- WHAT TO PRODUCE -
Reproduce every item below word for word, leaving out the pictures.

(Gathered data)
::::::::::

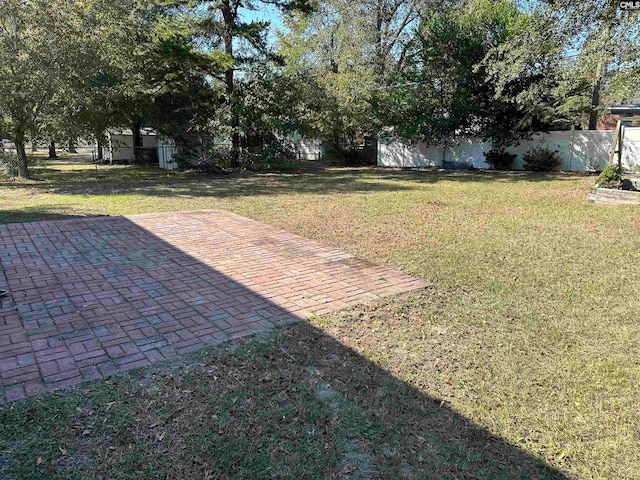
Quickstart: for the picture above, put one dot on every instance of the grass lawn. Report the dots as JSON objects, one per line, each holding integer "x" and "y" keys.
{"x": 524, "y": 349}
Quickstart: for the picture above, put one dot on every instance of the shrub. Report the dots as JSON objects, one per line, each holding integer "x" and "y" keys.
{"x": 610, "y": 177}
{"x": 541, "y": 159}
{"x": 8, "y": 162}
{"x": 499, "y": 159}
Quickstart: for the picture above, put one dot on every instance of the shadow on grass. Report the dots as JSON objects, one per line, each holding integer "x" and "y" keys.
{"x": 157, "y": 182}
{"x": 294, "y": 404}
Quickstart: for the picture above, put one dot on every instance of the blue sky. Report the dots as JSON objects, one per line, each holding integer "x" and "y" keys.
{"x": 265, "y": 13}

::::::::::

- OUTPUT OF THE TASK -
Quickstart: for the picture above, put one dot on every instance of the grass lawn. Report the dots as JSON objects, one per line, each holding integer "x" and "y" keys.
{"x": 524, "y": 349}
Quickstart: for the picture above, put one dot on every instance of the shrub. Report the dots as JSON objects, one per line, each holding integer "x" and "y" keys.
{"x": 610, "y": 177}
{"x": 541, "y": 159}
{"x": 8, "y": 162}
{"x": 499, "y": 159}
Quickstart: for the picture above, put one dot on every instance of the shadow on grass. Report the dots as JSON objects, one per line, each holding integer "x" and "y" keys.
{"x": 157, "y": 182}
{"x": 294, "y": 404}
Quickstart: for the picture above, put one dot on every instance of the blue sky. Report the dots as JSON objects, one per line, each holding integer "x" and "y" keys.
{"x": 265, "y": 13}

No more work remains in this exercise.